[EXERCISE MATERIALS Boundary: Start]

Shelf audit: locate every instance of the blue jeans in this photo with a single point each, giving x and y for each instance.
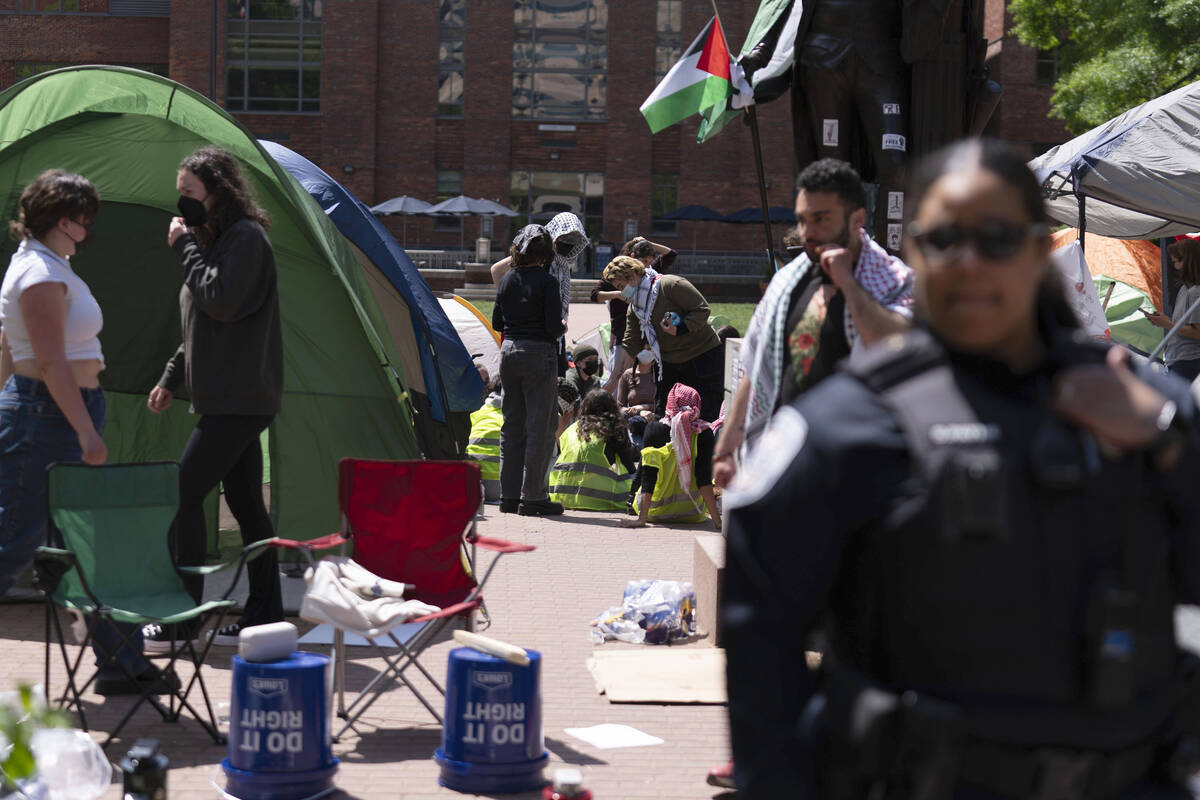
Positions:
(34, 433)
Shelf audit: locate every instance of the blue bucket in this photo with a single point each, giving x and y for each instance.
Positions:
(279, 729)
(492, 738)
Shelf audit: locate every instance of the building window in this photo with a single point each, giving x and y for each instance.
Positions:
(273, 55)
(451, 32)
(559, 59)
(1045, 68)
(667, 36)
(449, 185)
(539, 196)
(42, 6)
(22, 70)
(664, 199)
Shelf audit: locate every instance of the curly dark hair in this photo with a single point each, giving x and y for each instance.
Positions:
(639, 248)
(221, 175)
(1187, 251)
(51, 197)
(600, 416)
(834, 176)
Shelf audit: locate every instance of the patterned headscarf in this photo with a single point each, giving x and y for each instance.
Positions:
(565, 227)
(683, 415)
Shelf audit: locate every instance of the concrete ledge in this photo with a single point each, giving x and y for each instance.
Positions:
(707, 572)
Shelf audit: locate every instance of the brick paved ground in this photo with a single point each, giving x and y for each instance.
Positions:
(540, 600)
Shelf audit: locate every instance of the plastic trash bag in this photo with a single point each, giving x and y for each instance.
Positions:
(70, 764)
(661, 609)
(618, 623)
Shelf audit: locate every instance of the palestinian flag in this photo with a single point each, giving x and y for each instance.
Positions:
(699, 80)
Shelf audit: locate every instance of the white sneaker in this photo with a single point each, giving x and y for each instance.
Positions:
(157, 639)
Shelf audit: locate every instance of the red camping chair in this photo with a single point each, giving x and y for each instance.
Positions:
(411, 522)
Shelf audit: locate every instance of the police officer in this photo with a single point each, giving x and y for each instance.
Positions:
(988, 525)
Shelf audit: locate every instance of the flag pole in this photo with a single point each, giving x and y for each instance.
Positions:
(753, 118)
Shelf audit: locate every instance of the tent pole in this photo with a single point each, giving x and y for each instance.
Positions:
(1083, 221)
(762, 193)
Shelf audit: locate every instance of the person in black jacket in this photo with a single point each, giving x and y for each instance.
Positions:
(984, 527)
(529, 313)
(232, 364)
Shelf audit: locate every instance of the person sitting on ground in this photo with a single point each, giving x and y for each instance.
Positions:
(667, 313)
(568, 407)
(585, 376)
(595, 458)
(677, 465)
(654, 256)
(636, 392)
(484, 444)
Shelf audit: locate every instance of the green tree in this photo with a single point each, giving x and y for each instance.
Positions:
(1113, 54)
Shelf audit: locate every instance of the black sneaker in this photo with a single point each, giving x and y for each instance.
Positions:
(227, 636)
(156, 680)
(540, 509)
(161, 639)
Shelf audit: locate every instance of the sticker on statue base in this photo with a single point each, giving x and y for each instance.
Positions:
(829, 133)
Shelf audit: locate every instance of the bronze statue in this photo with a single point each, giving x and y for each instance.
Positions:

[EXERCISE MATERIALS Boundary: End]

## WHAT THE EXERCISE ASKS
Take every line from the data above that holds "flag" and copy it out.

## EXERCISE ANSWER
Shelf audit: locate every instance of the palestinian flag in this photo with a single point each, giving x and y for each instance.
Shelf audit: locate every instance of the flag pole in this photo with a single point each, giving x and y for each instance.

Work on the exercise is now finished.